The prime culprit takes no guessing: the war
in West Asia, with all its twists, loops and turns. Stockmarkets
had initially welcomed the prospect of an end to uncertainty. But
by the end of the first week, hopes of a clean quick regime change
lay shattered, alongside a whole set of optimistic pre-war assumptions.
By the end of the second week, while current oil prices hadn't quite
flared up and the dollar had retained its composure, worries arose
that the long-term price the world economy would have to pay for
the war would be higher than America's rosy estimates. No wonder
most world stockmarkets reacted to the unedifying spectacle in West
Asia with dismay.
Domestically, indices were depressed by the
4.4 per cent GDP growth figure for the fiscal year and the lack
of movement on the disinvestment front. Add to this the traditional
'sell' pressure that afflicts MFs every March, and you have all
the conditions for gloom.

RECORDS FOR PROCESSING:
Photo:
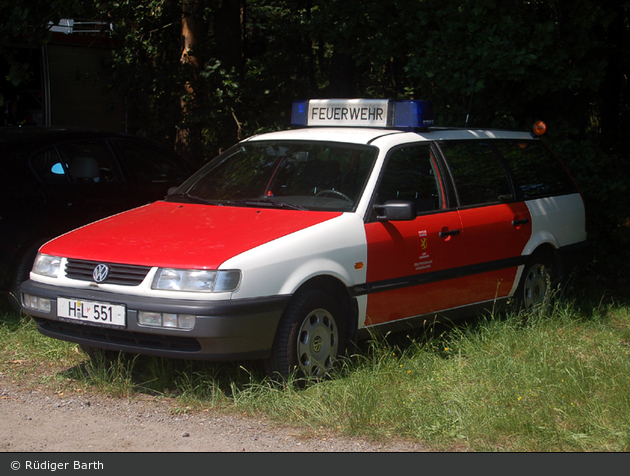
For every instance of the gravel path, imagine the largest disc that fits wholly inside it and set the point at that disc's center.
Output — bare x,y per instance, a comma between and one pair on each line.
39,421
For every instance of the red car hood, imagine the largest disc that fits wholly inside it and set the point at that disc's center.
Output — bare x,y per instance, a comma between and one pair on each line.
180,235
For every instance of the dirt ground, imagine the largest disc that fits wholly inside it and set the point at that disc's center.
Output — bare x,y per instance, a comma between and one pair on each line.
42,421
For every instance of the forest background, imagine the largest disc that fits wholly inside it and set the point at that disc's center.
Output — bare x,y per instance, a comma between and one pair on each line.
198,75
* * *
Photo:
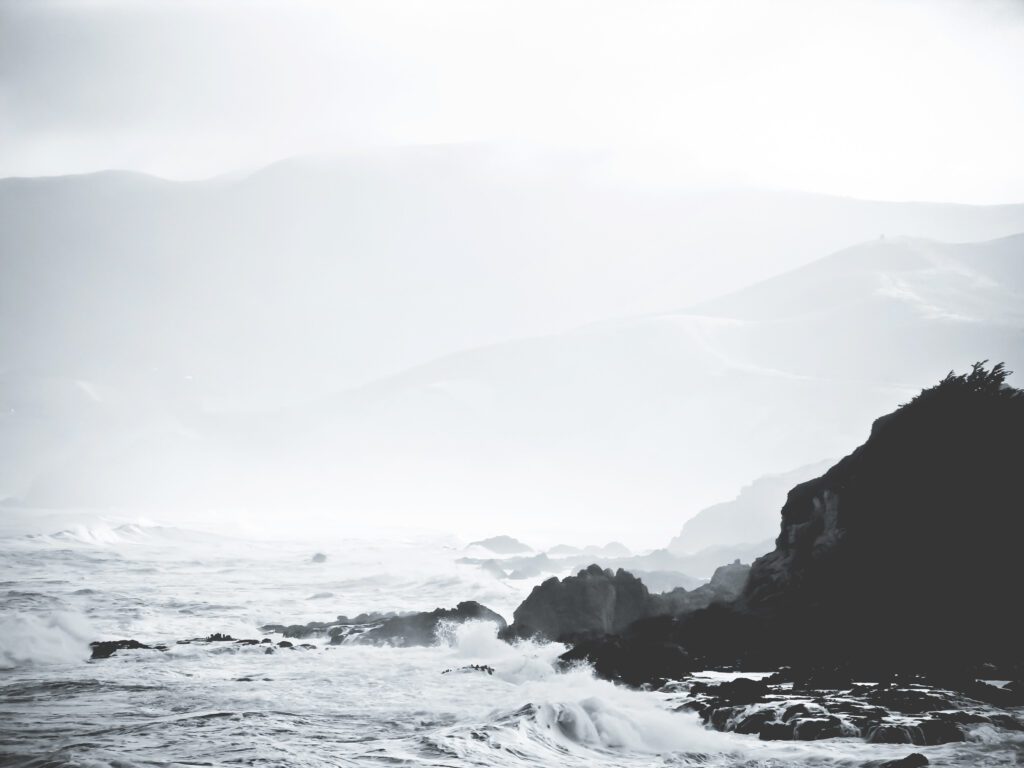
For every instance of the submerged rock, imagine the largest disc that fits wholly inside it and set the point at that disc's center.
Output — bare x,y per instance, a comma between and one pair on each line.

JOBS:
a) Rewrite everything from "The prime culprit" down to "Asia with dismay." in the passage on stockmarkets and the war, changing "dismay" to "alarm".
b) List every line of the listing that contains the string "disc".

SOLVED TASKS:
a)
The prime culprit takes no guessing: the war
in West Asia, with all its twists, loops and turns. Stockmarkets
had initially welcomed the prospect of an end to uncertainty. But
by the end of the first week, hopes of a clean quick regime change
lay shattered, alongside a whole set of optimistic pre-war assumptions.
By the end of the second week, while current oil prices hadn't quite
flared up and the dollar had retained its composure, worries arose
that the long-term price the world economy would have to pay for
the war would be higher than America's rosy estimates. No wonder
most world stockmarkets reacted to the unedifying spectacle in West
Asia with alarm.

b)
For every instance of the gravel path, imagine the largest disc that fits wholly inside it and set the point at that disc's center.
For every instance of the red car hood, imagine the largest disc that fits wholly inside it and set the point at that disc's center.
For every instance of the dirt ground, imagine the largest disc that fits wholly inside it and set the point at that disc's center.
For every instance of the forest background, imagine the largest disc that fits wholly inside it and set the point at that disc's center.
For every instance of the submerged rock, imagine the largest disc that fits wholly inside it and set the point at that disc's center.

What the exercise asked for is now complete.